TASK DETAILS:
Please report every line in the records below that contains the word "gray", copying each such line in full.

RECORDS TO PROCESS:

=-=-=-=-=

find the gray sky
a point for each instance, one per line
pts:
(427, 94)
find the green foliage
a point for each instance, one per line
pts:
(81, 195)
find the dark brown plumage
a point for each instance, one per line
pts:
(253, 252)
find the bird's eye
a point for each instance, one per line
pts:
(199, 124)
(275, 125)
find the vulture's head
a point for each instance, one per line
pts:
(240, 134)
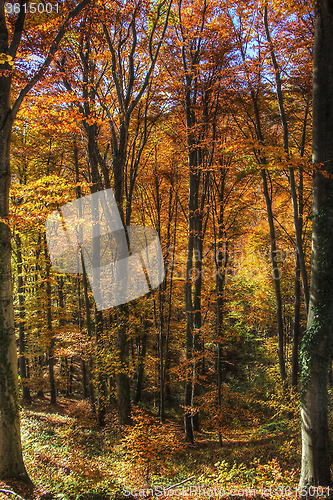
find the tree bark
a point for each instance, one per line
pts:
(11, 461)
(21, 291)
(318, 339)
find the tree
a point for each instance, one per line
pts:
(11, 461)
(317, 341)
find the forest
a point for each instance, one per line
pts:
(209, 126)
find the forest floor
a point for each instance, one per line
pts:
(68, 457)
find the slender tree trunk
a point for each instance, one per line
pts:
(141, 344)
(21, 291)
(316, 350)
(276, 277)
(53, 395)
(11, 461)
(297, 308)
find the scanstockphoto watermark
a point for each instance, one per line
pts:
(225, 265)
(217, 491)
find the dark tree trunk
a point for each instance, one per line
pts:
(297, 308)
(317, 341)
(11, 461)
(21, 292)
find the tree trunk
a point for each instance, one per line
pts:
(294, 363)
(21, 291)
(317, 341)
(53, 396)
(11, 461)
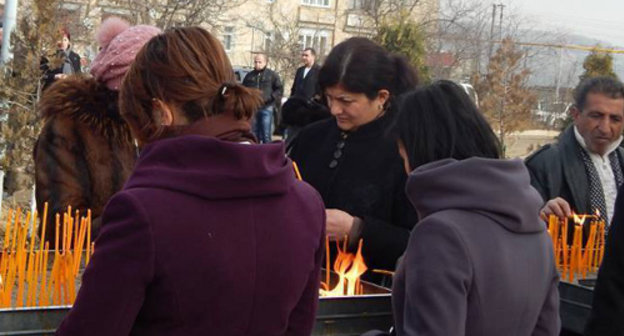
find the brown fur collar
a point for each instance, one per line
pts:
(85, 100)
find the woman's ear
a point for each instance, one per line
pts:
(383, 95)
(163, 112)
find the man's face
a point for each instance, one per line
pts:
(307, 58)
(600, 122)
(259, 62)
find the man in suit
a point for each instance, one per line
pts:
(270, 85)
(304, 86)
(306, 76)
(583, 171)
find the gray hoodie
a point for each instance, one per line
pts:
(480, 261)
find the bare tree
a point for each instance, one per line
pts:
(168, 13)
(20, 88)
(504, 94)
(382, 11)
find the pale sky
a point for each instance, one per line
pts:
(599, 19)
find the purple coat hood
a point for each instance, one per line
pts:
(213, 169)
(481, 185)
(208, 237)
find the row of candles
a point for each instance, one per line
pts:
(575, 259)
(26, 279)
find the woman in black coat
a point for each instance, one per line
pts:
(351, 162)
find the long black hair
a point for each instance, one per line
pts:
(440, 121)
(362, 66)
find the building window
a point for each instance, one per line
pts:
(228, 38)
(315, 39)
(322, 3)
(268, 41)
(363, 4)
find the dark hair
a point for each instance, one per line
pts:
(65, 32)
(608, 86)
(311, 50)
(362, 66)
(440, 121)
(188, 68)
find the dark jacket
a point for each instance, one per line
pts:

=-=-=-=-=

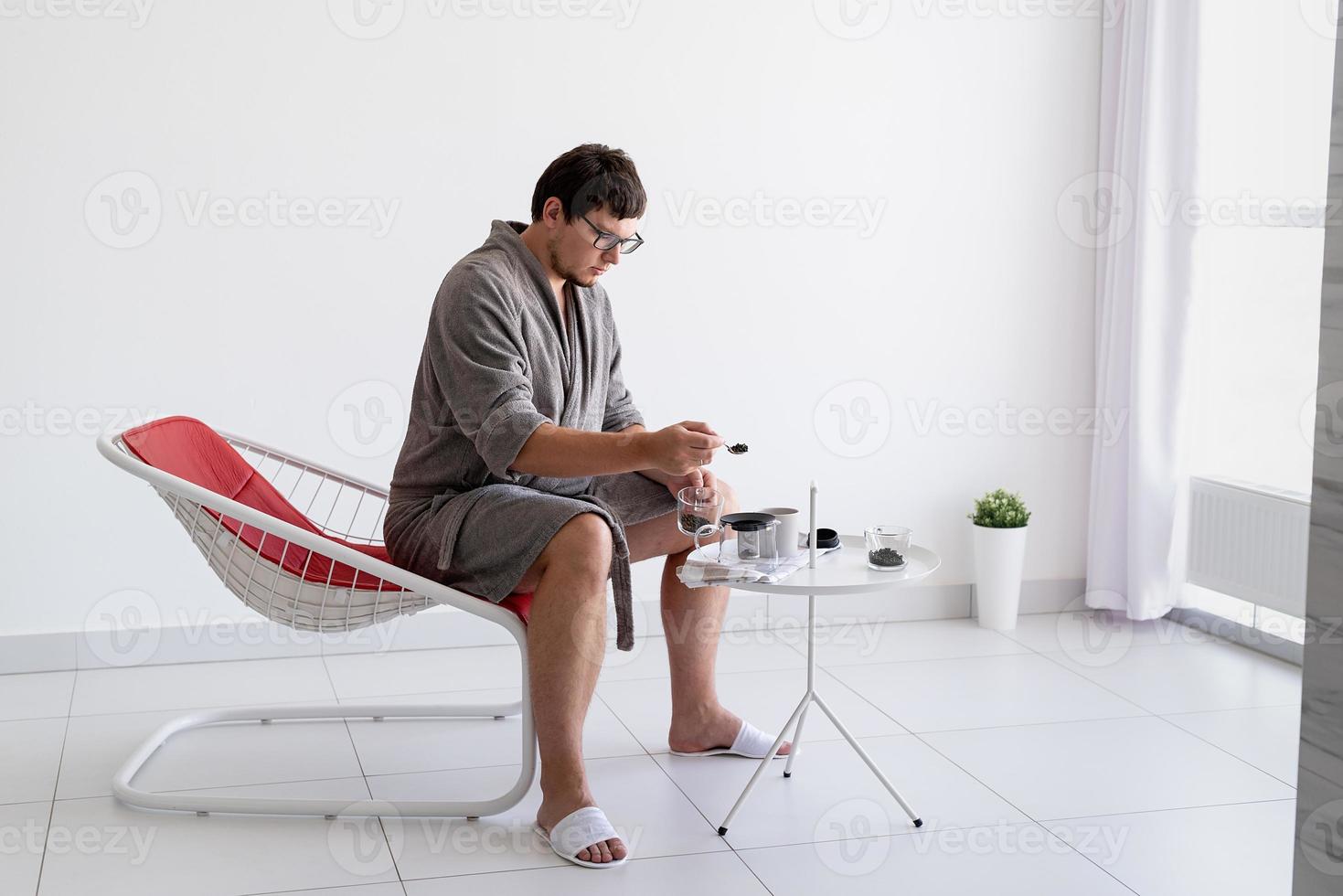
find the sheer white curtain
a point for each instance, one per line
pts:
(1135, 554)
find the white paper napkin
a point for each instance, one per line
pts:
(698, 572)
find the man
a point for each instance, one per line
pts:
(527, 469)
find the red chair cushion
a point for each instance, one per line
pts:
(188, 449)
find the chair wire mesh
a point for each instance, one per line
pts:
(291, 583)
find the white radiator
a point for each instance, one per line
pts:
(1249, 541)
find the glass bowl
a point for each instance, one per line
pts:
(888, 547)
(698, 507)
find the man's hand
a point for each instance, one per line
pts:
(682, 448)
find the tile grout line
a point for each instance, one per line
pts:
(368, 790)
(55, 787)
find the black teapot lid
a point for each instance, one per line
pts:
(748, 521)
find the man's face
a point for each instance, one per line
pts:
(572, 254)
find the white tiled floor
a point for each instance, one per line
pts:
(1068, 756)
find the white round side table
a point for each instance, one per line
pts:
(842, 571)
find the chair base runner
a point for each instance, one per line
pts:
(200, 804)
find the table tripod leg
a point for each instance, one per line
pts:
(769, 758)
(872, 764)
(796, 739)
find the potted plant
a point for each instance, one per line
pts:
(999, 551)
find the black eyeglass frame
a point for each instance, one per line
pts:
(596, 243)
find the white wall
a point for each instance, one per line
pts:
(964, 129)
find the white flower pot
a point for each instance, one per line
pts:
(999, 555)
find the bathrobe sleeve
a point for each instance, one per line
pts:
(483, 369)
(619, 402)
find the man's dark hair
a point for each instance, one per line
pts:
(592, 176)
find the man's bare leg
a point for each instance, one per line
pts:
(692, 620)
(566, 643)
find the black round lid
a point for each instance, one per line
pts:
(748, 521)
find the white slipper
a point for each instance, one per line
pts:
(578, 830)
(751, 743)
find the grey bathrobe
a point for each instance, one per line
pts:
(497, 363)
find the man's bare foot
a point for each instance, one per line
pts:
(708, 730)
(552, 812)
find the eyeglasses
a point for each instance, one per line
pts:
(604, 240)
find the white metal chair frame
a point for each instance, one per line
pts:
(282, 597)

=-=-=-=-=

RESULT:
find the gray sky
find the gray hoodie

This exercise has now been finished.